* **Work task**
Using the records provided below, locate and copy each line that contains the word "arched".

[Opening Records for processing section]

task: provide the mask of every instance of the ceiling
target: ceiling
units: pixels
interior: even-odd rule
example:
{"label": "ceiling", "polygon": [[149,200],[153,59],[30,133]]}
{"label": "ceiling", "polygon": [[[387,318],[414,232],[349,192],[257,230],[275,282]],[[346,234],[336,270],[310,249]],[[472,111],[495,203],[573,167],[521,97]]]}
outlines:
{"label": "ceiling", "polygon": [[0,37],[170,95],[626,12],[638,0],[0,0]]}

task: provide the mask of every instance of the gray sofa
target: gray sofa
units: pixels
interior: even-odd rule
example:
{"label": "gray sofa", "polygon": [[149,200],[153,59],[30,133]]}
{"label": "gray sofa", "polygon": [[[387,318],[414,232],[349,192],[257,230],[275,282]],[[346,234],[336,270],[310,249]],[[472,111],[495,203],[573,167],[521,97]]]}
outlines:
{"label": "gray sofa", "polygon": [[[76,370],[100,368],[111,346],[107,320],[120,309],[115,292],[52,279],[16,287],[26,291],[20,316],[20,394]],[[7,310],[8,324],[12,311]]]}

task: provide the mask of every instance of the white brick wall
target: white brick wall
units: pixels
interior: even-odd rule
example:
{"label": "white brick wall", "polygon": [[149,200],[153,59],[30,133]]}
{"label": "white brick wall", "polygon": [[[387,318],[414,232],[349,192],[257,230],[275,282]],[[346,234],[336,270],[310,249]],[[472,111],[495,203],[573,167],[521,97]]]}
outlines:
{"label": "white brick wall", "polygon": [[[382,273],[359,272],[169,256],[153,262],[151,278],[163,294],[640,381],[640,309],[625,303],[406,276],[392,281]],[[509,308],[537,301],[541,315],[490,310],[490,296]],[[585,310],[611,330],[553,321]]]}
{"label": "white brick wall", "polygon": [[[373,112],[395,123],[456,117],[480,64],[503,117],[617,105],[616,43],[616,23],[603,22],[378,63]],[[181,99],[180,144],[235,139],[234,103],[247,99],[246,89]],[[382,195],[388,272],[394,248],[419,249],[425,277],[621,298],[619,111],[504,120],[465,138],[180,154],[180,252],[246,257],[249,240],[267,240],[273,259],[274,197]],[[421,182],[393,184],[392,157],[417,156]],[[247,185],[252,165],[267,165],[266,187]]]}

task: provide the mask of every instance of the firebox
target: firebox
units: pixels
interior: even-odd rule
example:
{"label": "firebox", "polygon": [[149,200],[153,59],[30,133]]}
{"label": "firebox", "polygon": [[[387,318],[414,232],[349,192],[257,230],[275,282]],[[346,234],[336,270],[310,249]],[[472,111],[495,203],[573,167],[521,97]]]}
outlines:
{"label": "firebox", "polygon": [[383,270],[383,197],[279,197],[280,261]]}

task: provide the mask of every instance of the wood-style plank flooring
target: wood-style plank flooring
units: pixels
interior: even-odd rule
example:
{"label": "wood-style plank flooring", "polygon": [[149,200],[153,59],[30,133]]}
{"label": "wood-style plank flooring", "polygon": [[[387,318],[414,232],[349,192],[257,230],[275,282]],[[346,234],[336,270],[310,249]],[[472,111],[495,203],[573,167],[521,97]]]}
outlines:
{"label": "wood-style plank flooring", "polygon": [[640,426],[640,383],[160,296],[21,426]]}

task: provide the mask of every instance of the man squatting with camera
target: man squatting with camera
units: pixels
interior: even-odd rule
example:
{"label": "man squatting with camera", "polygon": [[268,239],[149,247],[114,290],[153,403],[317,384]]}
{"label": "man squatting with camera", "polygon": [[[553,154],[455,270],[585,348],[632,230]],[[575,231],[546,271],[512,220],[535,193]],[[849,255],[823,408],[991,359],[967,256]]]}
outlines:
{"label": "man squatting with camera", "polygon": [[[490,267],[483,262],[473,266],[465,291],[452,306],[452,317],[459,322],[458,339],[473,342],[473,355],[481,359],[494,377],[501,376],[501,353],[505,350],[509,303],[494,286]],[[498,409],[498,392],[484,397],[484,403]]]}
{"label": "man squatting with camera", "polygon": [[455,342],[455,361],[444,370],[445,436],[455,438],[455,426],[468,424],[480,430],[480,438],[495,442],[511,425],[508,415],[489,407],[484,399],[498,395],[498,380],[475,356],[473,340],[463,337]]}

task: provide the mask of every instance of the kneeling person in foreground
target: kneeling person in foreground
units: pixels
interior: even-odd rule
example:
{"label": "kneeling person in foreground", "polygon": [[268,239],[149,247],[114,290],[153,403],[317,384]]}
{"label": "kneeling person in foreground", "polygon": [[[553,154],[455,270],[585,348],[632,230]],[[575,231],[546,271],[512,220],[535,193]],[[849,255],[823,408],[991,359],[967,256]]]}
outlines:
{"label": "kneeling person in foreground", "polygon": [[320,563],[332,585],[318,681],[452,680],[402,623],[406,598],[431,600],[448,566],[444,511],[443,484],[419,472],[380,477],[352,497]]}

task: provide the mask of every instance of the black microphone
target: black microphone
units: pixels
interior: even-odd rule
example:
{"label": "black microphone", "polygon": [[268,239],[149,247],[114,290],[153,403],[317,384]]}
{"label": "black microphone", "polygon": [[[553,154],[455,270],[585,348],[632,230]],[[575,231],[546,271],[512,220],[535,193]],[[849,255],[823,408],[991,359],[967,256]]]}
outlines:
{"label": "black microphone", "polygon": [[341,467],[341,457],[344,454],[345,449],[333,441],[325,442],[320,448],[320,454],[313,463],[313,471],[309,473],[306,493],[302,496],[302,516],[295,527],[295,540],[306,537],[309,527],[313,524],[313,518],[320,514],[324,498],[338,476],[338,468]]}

[Closing Records for processing section]
[Opening Records for processing section]

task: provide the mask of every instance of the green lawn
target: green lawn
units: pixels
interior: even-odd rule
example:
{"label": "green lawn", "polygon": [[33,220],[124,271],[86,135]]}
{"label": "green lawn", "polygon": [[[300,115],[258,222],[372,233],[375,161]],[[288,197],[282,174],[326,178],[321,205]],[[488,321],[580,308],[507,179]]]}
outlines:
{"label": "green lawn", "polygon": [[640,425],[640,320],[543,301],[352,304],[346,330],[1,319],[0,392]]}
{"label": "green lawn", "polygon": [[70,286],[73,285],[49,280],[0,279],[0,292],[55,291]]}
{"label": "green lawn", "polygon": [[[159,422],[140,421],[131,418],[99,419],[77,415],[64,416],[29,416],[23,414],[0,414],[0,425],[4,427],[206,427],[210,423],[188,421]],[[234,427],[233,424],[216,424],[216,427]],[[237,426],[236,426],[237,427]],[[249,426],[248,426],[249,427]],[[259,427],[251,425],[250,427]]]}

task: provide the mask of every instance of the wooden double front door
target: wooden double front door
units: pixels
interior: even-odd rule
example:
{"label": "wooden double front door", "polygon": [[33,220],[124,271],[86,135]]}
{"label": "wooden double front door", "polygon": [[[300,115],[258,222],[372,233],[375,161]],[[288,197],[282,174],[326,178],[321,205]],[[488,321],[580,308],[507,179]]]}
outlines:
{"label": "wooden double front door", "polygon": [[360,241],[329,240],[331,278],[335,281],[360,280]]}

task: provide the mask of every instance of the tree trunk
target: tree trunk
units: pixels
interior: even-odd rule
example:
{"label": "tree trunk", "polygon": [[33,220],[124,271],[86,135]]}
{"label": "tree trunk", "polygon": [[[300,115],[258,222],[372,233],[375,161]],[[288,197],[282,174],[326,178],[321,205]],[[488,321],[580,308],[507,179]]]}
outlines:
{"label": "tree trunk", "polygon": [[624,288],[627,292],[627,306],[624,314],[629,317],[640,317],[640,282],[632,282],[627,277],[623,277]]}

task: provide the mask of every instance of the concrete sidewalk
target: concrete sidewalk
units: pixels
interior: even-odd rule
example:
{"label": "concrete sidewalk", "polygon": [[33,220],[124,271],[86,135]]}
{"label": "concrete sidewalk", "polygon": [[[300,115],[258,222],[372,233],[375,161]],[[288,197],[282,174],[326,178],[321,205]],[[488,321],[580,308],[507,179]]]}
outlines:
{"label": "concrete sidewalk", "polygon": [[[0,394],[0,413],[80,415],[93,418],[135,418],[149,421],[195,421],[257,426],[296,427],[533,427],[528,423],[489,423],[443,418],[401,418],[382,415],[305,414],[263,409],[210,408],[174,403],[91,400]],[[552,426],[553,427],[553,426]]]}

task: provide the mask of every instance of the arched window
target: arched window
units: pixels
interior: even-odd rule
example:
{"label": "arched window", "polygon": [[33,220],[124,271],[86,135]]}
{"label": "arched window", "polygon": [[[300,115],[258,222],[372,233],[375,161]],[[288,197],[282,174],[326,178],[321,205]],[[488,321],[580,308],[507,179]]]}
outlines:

[Closing Records for processing section]
[Opening Records for processing section]

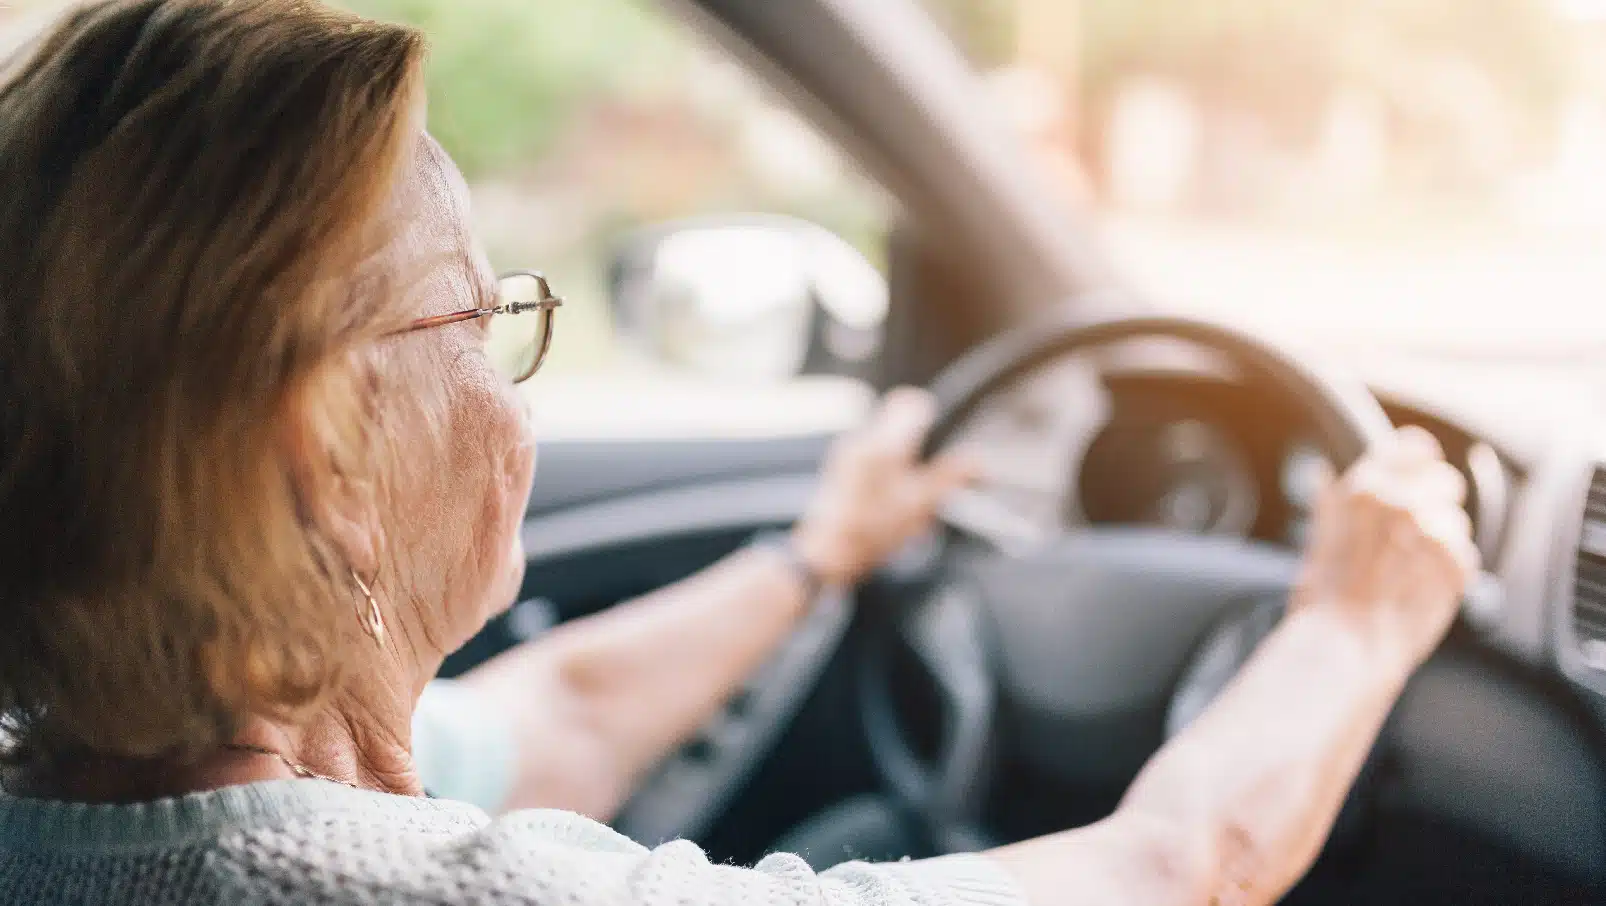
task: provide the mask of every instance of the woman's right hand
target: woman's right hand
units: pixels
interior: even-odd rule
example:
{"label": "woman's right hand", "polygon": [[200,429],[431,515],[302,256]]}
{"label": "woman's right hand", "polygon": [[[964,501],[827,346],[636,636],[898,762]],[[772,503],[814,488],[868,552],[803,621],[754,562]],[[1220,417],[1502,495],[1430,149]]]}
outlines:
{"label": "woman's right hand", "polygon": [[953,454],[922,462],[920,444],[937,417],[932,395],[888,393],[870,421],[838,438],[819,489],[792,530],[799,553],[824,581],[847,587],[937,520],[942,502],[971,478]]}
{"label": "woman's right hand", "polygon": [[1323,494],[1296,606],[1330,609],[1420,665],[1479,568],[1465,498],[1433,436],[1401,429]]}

[Closing Records for processing section]

* **Reply**
task: provide the mask of every instance of the arched window
target: arched window
{"label": "arched window", "polygon": [[33,220],[124,271],[86,135]]}
{"label": "arched window", "polygon": [[[300,115],[258,222],[372,233],[375,161]],[[288,197],[282,174],[326,178],[321,205]],[[488,321],[580,308],[507,179]]]}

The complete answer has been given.